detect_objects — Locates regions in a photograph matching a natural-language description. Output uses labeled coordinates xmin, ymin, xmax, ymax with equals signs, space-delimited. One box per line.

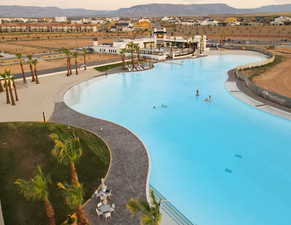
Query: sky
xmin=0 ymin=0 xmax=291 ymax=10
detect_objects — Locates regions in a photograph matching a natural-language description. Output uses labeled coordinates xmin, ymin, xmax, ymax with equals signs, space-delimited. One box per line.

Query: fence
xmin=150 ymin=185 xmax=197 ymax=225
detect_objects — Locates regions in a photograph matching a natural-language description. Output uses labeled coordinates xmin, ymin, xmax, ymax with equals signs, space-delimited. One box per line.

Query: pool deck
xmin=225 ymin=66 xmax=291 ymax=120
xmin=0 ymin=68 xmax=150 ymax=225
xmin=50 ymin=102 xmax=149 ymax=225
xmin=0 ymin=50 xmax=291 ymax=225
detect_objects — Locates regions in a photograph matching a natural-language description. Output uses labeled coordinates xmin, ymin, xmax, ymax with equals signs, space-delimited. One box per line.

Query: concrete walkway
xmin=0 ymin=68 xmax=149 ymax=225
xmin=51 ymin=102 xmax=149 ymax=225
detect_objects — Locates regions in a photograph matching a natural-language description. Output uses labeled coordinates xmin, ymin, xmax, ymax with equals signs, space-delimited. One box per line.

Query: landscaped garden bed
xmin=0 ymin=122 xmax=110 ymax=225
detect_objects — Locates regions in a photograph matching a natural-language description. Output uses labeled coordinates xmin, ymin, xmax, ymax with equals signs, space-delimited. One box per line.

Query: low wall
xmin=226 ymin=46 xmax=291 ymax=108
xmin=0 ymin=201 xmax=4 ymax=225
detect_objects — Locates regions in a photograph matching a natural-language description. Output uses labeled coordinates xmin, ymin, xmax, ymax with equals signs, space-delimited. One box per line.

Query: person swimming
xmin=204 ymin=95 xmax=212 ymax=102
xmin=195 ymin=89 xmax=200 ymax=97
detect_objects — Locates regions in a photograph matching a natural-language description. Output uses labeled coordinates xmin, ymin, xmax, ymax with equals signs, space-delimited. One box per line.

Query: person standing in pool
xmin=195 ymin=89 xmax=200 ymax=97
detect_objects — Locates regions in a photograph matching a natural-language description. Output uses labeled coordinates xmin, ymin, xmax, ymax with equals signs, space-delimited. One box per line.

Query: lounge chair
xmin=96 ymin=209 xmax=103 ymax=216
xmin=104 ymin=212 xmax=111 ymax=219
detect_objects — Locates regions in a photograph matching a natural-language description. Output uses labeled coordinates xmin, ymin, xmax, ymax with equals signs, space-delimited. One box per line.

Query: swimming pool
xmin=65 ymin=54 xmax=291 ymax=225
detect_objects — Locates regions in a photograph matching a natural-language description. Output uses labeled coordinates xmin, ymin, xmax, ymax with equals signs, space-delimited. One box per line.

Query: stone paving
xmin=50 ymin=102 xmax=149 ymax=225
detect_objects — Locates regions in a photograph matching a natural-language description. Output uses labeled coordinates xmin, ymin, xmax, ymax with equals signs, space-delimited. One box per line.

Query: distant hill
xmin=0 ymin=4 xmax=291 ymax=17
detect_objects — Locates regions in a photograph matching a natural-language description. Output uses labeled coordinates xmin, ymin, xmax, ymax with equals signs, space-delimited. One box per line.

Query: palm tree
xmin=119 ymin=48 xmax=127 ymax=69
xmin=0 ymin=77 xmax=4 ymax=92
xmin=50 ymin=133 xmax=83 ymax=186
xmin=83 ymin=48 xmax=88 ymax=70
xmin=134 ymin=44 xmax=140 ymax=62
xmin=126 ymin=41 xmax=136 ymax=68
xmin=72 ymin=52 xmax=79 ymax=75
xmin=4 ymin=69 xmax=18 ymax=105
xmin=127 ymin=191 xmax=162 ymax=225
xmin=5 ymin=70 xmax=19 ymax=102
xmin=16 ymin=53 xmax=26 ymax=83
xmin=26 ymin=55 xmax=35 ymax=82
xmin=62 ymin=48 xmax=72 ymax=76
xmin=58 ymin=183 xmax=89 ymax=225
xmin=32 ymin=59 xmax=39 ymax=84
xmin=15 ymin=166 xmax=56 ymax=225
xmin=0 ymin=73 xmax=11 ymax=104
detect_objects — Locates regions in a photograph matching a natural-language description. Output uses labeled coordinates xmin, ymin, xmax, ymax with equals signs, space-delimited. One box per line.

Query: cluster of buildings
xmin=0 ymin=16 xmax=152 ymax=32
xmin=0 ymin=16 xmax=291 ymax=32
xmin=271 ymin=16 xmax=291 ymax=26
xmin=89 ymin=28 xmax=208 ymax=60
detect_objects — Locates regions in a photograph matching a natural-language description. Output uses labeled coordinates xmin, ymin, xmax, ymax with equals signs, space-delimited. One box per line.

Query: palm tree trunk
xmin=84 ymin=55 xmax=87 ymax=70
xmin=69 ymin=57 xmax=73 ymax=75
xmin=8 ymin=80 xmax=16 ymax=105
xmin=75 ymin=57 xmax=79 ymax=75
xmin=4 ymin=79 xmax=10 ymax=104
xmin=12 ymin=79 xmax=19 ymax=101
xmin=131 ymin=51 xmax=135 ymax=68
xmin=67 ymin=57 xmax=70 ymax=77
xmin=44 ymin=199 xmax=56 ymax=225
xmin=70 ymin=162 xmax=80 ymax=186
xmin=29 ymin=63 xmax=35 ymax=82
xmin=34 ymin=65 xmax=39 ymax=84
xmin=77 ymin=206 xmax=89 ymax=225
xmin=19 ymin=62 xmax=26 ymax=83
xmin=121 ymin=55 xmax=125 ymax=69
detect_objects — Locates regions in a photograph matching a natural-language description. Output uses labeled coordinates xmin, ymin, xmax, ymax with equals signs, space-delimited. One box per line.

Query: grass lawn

## WHAT YOU ARE ASKED TO DO
Rewrite all of the entries above, replacing "photograph" with "image" everywhere and leaving every other line the same. Omit the pictures.

## FULL RESPONSE
detect_objects — Locates regions in a image matching a natural-language description. Output uses labeled coordinates xmin, ymin, xmax, ymax with equals signs, space-delimited. One box per line.

Query: sky
xmin=0 ymin=0 xmax=291 ymax=10
detect_objects — Locates regions in a image matching a natural-language description. Output uses labeled coordinates xmin, ymin, xmax, ymax with equals signs, space-delimited. One box per line.

Query: fence
xmin=150 ymin=185 xmax=197 ymax=225
detect_objects — Locates regions in a image matching a natural-language description. Output uses labeled coordinates xmin, ymin, xmax, ymax with equals signs, space-delimited. One box per line.

Query: pool deck
xmin=225 ymin=66 xmax=291 ymax=120
xmin=0 ymin=68 xmax=150 ymax=225
xmin=50 ymin=102 xmax=149 ymax=225
xmin=0 ymin=50 xmax=291 ymax=225
detect_objects — Locates regions in a image matching a natural-language description. Output uses labeled coordinates xmin, ymin, xmax, ymax with equals signs, space-delimited. One box per line.

Query: concrete walkway
xmin=0 ymin=68 xmax=149 ymax=225
xmin=51 ymin=102 xmax=149 ymax=225
detect_objects — Locates regions in a image matching a natural-language description. Output uses labeled coordinates xmin, ymin, xmax, ymax with equals signs, space-delimited. One box per line.

Query: landscaped garden bed
xmin=0 ymin=122 xmax=110 ymax=225
detect_objects — Locates regions in a image matching a natural-language description. Output uses labeled coordinates xmin, ymin, xmax, ymax with equals signs, space-delimited. One box per line.

Query: low wall
xmin=226 ymin=46 xmax=291 ymax=108
xmin=0 ymin=201 xmax=4 ymax=225
detect_objects — Locates regions in a image matching a natural-language description. Output uses labeled coordinates xmin, ymin, xmax, ymax with equals signs, space-delimited. One box per line.

Query: person swimming
xmin=204 ymin=95 xmax=212 ymax=102
xmin=195 ymin=89 xmax=200 ymax=97
detect_objects — Locates regions in a image matching a natural-language description. Output uses labeled coordinates xmin, ymin, xmax, ymax with equals signs, space-delimited. One box per line.

Query: person standing in pool
xmin=195 ymin=89 xmax=200 ymax=97
detect_objects — Locates regions in a image matching a natural-language description. Output uses labeled coordinates xmin, ymin, xmax, ymax with equals signs, space-delimited. One box per line.

Query: lounge chair
xmin=96 ymin=209 xmax=103 ymax=216
xmin=104 ymin=212 xmax=111 ymax=219
detect_objects — Locates regions in a image matching a natural-language description. Output uses labeled coordinates xmin, ymin, xmax, ymax with equals signs, space-delimited. One box per line.

Query: swimming pool
xmin=65 ymin=54 xmax=291 ymax=225
detect_objects — Locates regions in a image matching a natural-language description. Output uses labeled coordinates xmin, ymin, xmax, ymax with equals signs, space-delimited. One box per line.

Query: stone paving
xmin=50 ymin=102 xmax=149 ymax=225
detect_objects — Locates regions in a image matching a natural-language description. Output uses labeled coordinates xmin, ymin, xmax, ymax with equals signs, space-delimited. One box per line.

Query: distant hill
xmin=0 ymin=4 xmax=291 ymax=17
detect_objects — Locates regions in a image matching a natural-language description. Output uses labeled coordinates xmin, ymin, xmax, ymax with equals signs, space-delimited. One box per line.

Query: palm tree
xmin=119 ymin=48 xmax=127 ymax=69
xmin=0 ymin=77 xmax=4 ymax=92
xmin=50 ymin=133 xmax=83 ymax=186
xmin=83 ymin=48 xmax=88 ymax=70
xmin=134 ymin=44 xmax=140 ymax=62
xmin=126 ymin=41 xmax=136 ymax=68
xmin=72 ymin=52 xmax=79 ymax=75
xmin=4 ymin=69 xmax=18 ymax=105
xmin=127 ymin=191 xmax=162 ymax=225
xmin=5 ymin=70 xmax=19 ymax=102
xmin=16 ymin=53 xmax=26 ymax=83
xmin=26 ymin=55 xmax=35 ymax=82
xmin=62 ymin=48 xmax=72 ymax=76
xmin=58 ymin=183 xmax=89 ymax=225
xmin=32 ymin=59 xmax=39 ymax=84
xmin=15 ymin=166 xmax=56 ymax=225
xmin=0 ymin=73 xmax=11 ymax=104
detect_objects — Locates regions in a image matching a natural-language description. Output uses labeled coordinates xmin, ymin, xmax, ymax with equals signs, space-delimited. One box per line.

Query: cluster of buildings
xmin=0 ymin=16 xmax=152 ymax=32
xmin=0 ymin=16 xmax=291 ymax=32
xmin=271 ymin=16 xmax=291 ymax=26
xmin=89 ymin=28 xmax=208 ymax=60
detect_objects — Locates regions in a image matching a natural-language description. Output uses labeled coordinates xmin, ymin, xmax, ymax with equals signs, space-delimited. One box per line.

Query: palm tree trunk
xmin=84 ymin=55 xmax=87 ymax=70
xmin=69 ymin=57 xmax=73 ymax=75
xmin=8 ymin=80 xmax=16 ymax=105
xmin=75 ymin=57 xmax=79 ymax=75
xmin=4 ymin=79 xmax=10 ymax=104
xmin=12 ymin=79 xmax=19 ymax=101
xmin=131 ymin=51 xmax=135 ymax=68
xmin=67 ymin=57 xmax=70 ymax=77
xmin=44 ymin=199 xmax=56 ymax=225
xmin=70 ymin=162 xmax=80 ymax=186
xmin=29 ymin=63 xmax=35 ymax=82
xmin=34 ymin=65 xmax=39 ymax=84
xmin=77 ymin=206 xmax=89 ymax=225
xmin=19 ymin=62 xmax=26 ymax=83
xmin=121 ymin=55 xmax=125 ymax=69
detect_objects — Locates regions in a image matching a natural-language description. Output uses labeled coordinates xmin, ymin, xmax, ymax with equals signs, space-delimited. One box per line.

Query: grass lawn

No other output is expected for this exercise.